* _Brano da leggere_
Quel “andrà tutto bene” che c’eravamo augurati, oggi per molti si è trasformato, dando un’occhiata al guardaroba, in un “andrà tutto stretto”. Non è solo cambiata l’Italia: è cambiata anche la taglia. L’inattività, abbinata alla sperimentazione di nuove ricette, alla degustazione di aperitivi e di manicaretti d’ogni genere, ha prodotto i suoi danni, per ora protetti da sguardi indiscreti dal rifugio domestico dallo smart work, ma che difficilmente potranno essere tenuti nascosti con l’arrivo della bella stagione.
Nel corso dell’epidemia, creativi ed ammiccanti personal trainer online ce l’hanno messa tutta per motivarci a trasformare il salotto in una fitness room; tapis roulant e cyclette hanno preso il posto di tavolini e poltrone; il governo sta ora facendo la sua parte per trasformare, con incentivi, un popolo che usava l’auto anche per andare a comperare il giornale, in emuli (ma elettrificati) di Coppi e Bartali ed improvvisati e spericolati piloti di veicoli elettrici, banditi fino a pochi mesi fa perché pericolosi ed ora riabilitati perché ecologici, come monopattini (due ruote in fila ed un manubrio), segway (due ruote in parallelo ed un manubrio), hoverboard (due ruote… e basta), altri termini da imparare in fretta. Fin qui la cura prescritta a pigri, sedentari ed amanti della buona tavola.
E gli sportivi di alta prestazione? Agli atleti professionisti, costretti al riposo forzato, non è andata forse poi così male: inattivi, hanno attinto allo stipendio, magari decurtato (forzatamente o, in certi apprezzabili casi, volontariamente), ma hanno perso Olimpiadi, campionati mondiali, continentali, nazionali… Qualcuno ha colto l’occasione per chiudere la carriera, molti hanno visto infrangersi progetti, aspettative (e sudore), a volte di anni, coltivati con passione e forza di volontà.

* _Materiale fornito_
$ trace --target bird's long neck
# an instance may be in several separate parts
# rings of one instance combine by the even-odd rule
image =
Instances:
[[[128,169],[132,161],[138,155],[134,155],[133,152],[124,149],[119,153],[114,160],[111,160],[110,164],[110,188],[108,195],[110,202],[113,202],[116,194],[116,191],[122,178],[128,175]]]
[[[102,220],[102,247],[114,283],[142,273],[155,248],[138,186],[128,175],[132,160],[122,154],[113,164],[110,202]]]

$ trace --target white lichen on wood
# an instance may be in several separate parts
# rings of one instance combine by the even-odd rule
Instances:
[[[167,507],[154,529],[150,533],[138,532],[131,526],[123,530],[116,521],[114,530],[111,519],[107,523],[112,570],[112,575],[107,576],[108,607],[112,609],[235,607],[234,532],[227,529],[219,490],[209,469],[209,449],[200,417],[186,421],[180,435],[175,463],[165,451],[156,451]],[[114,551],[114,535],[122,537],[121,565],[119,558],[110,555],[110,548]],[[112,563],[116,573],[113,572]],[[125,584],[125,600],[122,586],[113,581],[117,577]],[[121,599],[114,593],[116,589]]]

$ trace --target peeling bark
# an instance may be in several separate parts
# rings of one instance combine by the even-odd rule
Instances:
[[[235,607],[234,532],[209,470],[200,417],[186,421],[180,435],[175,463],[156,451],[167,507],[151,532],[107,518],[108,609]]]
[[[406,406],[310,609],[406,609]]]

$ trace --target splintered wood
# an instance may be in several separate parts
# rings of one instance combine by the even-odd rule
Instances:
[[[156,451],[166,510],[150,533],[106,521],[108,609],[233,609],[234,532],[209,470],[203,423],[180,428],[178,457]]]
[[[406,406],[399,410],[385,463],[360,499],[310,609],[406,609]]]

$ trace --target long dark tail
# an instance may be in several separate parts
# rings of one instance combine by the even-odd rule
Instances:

* _Obiettivo del compito_
Rispondi a queste domande sul brano da leggere.
(a) In quale frase si è trasformato, per molti, l'augurio "andrà tutto bene"?
(b) Che cosa ha preso il posto di tavolini e poltrone?
(c) Quali competizioni hanno perso gli atleti professionisti?

* _Soluzione qui sotto_
(a) In "andrà tutto stretto".
(b) Tapis roulant e cyclette.
(c) Olimpiadi e campionati mondiali, continentali e nazionali.